[Some records]
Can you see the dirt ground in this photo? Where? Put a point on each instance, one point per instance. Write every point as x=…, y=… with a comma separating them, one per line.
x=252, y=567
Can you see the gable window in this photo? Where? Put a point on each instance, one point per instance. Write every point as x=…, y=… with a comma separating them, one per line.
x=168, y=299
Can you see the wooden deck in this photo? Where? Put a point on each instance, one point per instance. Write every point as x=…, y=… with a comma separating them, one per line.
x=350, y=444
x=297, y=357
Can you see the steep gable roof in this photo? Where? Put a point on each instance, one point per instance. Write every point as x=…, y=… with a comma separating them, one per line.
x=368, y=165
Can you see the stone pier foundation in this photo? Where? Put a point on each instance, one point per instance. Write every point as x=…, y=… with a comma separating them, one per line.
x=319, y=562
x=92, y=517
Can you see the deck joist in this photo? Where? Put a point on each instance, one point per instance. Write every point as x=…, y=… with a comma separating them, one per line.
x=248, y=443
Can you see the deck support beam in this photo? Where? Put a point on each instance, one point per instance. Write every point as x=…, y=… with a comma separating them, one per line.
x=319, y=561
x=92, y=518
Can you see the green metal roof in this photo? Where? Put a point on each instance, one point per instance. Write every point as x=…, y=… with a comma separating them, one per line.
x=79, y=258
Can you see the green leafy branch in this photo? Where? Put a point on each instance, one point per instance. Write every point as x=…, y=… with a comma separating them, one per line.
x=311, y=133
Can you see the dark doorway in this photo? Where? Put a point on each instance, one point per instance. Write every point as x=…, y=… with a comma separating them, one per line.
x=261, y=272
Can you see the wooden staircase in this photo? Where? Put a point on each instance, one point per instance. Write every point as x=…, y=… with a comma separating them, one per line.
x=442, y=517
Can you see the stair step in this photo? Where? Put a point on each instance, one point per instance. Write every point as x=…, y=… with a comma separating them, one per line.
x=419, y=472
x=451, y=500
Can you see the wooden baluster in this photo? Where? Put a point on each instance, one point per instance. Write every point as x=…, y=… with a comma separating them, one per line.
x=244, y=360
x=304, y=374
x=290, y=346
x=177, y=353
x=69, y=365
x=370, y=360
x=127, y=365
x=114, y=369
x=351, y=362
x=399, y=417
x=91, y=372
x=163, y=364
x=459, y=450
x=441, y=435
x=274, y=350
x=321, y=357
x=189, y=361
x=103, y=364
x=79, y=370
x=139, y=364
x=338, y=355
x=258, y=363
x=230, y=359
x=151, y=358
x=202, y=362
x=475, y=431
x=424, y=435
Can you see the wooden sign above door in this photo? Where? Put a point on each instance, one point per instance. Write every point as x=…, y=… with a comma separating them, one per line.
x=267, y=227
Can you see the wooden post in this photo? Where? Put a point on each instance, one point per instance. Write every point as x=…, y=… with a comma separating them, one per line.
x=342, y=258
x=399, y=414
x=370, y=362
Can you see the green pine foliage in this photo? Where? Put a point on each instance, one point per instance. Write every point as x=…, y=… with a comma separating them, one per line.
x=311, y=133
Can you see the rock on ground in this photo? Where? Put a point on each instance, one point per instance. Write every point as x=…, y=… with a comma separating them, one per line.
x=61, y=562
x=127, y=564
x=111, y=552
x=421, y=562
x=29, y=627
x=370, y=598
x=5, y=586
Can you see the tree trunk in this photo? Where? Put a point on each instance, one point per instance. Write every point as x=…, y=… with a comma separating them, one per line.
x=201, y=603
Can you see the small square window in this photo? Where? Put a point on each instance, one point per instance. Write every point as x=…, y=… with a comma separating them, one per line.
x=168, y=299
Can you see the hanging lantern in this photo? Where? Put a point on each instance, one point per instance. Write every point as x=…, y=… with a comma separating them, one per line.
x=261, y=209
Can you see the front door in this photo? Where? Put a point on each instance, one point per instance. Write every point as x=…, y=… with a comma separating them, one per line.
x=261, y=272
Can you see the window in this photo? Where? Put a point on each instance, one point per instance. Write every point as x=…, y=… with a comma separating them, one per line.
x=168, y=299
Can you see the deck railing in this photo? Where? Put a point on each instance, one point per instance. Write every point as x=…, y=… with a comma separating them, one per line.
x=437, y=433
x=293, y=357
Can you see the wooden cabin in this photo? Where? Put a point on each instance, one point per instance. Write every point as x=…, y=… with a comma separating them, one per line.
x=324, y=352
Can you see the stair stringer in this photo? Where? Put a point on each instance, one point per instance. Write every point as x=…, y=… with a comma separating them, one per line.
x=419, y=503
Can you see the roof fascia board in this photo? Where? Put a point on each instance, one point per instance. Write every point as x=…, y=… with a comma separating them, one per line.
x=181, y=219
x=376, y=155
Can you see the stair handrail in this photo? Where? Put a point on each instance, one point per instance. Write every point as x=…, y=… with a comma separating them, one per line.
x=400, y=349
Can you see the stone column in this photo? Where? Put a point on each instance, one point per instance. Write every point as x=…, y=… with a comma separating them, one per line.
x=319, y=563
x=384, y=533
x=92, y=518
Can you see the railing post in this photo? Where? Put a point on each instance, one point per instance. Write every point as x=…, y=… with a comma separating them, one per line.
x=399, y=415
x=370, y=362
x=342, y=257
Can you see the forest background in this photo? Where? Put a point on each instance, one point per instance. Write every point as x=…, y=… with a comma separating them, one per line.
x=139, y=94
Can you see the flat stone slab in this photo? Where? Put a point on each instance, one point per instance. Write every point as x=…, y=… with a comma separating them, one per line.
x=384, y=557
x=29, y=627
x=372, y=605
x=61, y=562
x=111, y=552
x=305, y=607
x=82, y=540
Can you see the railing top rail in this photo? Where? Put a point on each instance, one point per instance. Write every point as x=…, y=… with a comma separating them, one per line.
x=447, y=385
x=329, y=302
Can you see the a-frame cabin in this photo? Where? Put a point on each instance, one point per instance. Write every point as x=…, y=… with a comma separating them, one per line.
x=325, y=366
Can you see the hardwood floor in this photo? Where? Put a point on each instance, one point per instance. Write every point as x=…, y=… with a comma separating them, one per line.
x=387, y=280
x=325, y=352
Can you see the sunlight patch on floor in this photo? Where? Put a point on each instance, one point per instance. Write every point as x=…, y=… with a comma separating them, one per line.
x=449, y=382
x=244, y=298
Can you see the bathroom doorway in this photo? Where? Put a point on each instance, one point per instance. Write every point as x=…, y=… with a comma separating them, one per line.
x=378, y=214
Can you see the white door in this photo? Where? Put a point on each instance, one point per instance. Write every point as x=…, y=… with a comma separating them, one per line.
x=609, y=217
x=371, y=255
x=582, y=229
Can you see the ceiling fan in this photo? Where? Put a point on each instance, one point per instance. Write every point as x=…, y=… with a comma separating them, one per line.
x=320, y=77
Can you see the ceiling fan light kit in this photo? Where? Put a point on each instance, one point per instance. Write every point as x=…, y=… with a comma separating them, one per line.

-- Exercise objective --
Copy out the part of the records that begins with the line containing "Can you see the hardwood" and ends with the line containing "x=325, y=352". Swap "hardwood floor" for "wooden floor" and change nothing else.

-- Reply to the exercise --
Can you see the wooden floor in this photo? Where? Put a point on each instance, one point per instance. Write every point as x=…, y=… with a comma separating them, one per line.
x=387, y=280
x=325, y=352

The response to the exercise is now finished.